** start of DATASET RECORDS **
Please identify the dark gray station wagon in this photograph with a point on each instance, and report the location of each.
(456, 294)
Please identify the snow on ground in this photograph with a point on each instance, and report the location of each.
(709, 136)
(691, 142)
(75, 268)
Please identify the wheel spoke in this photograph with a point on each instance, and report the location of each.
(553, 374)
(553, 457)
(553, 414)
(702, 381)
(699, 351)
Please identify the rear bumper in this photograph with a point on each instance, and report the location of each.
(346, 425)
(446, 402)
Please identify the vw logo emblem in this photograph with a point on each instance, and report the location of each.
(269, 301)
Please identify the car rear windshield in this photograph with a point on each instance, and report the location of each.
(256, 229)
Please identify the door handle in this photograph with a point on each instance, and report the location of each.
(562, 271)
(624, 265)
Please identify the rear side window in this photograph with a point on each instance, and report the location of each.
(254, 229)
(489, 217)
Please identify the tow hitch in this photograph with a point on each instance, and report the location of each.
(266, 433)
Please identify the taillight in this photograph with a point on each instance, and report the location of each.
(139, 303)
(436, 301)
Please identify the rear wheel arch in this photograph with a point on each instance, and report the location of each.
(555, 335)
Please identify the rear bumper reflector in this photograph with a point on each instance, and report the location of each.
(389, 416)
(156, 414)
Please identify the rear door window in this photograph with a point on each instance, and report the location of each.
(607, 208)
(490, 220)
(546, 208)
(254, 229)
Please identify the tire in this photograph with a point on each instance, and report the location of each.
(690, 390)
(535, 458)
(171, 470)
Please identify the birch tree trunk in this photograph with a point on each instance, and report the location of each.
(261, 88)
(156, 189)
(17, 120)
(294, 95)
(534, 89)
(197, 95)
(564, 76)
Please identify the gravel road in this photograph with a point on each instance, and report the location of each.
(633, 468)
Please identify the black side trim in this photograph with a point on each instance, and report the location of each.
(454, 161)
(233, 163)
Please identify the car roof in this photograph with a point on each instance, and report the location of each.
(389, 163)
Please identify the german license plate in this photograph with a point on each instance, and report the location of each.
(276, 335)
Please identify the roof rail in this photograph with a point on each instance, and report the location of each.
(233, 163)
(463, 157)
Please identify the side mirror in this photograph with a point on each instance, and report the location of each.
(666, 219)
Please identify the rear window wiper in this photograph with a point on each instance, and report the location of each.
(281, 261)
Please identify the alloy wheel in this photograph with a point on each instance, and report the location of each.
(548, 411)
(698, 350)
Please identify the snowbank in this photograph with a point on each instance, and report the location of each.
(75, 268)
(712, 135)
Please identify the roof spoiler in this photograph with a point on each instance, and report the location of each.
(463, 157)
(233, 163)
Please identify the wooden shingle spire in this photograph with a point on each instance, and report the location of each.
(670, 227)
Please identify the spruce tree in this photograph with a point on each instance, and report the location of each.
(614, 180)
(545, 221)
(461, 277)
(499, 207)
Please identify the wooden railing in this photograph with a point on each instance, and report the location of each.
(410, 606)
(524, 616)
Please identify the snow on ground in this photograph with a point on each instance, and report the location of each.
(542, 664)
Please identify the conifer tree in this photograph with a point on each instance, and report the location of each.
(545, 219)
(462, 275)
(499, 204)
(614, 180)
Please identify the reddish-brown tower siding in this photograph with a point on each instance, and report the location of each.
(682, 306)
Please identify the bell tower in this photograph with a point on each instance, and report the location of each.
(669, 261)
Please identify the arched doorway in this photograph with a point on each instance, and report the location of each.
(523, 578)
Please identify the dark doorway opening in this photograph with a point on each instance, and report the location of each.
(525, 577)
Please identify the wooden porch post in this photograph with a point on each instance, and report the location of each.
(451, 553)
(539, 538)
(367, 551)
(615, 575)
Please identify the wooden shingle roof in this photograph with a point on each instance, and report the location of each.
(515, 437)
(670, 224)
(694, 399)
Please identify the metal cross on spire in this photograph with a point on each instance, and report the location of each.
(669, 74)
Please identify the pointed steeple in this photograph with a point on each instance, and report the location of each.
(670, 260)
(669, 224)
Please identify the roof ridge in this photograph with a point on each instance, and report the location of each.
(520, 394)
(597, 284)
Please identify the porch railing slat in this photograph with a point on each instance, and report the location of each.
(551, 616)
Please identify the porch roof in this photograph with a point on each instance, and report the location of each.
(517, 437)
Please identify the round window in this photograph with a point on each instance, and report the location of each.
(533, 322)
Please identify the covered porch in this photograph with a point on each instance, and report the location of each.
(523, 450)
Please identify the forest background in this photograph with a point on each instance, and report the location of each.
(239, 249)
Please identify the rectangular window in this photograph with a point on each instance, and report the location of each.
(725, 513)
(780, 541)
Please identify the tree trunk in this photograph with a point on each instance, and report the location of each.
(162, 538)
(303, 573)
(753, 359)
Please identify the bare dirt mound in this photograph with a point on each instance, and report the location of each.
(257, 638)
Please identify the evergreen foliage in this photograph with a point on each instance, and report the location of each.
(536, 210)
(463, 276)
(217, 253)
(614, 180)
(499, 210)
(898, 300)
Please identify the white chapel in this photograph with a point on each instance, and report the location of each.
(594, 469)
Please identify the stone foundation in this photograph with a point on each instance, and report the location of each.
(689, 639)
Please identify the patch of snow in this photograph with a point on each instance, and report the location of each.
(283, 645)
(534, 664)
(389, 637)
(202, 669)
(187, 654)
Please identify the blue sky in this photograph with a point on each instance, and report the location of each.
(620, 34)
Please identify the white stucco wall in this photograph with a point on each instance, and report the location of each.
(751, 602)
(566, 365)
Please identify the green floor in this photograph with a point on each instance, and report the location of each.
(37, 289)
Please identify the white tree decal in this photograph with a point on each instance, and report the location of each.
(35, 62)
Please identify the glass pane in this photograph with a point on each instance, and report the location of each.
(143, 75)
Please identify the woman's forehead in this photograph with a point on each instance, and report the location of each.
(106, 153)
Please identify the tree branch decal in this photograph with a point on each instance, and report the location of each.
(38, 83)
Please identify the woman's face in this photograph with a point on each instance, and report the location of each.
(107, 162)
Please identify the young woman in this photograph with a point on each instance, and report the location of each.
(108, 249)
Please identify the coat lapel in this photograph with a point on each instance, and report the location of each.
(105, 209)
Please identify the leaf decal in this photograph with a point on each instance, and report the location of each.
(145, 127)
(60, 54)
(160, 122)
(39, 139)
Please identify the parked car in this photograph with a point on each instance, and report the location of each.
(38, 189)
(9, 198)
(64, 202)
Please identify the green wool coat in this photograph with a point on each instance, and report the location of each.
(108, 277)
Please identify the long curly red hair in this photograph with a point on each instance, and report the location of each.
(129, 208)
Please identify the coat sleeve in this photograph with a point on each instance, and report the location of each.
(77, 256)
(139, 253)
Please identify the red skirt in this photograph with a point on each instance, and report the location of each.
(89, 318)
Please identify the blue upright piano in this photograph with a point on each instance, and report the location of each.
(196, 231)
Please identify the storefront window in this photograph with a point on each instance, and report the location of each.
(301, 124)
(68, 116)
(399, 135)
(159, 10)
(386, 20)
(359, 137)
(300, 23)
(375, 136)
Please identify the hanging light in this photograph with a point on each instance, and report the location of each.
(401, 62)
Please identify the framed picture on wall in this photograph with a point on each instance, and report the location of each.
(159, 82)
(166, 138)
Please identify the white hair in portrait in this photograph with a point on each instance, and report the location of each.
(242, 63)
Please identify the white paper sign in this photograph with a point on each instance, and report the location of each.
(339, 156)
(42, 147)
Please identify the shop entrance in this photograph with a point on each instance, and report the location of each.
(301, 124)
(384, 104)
** end of DATASET RECORDS **
Take the line that contains "Please identify the red skirt" and every line after it through the end of the listing above, and repeat them exactly.

Please identify the red skirt in this photograph with a point on each instance, and report the location of each.
(89, 318)
Please identify the blue upright piano in this photograph with a point on each instance, and report the location of each.
(196, 231)
Please identify the storefront window in this photograph with a point on each instance, and report the location of each.
(301, 124)
(68, 116)
(399, 135)
(159, 10)
(386, 20)
(359, 137)
(300, 23)
(375, 136)
Please identify the hanging light in this photograph with a point on each instance, and report the location of each.
(401, 62)
Please identify the framed picture on wall in this photograph with a point on each instance, and report the location of each.
(159, 82)
(166, 138)
Please identify the white hair in portrait in this photograph with a point on each instance, and report the location of each.
(242, 63)
Please identify the white paper sign in this photograph with a point on each instance, and report the location of each.
(339, 156)
(42, 147)
Please identify the shop entrance in this photograph with a point on each instance, and report the location of each.
(301, 124)
(384, 104)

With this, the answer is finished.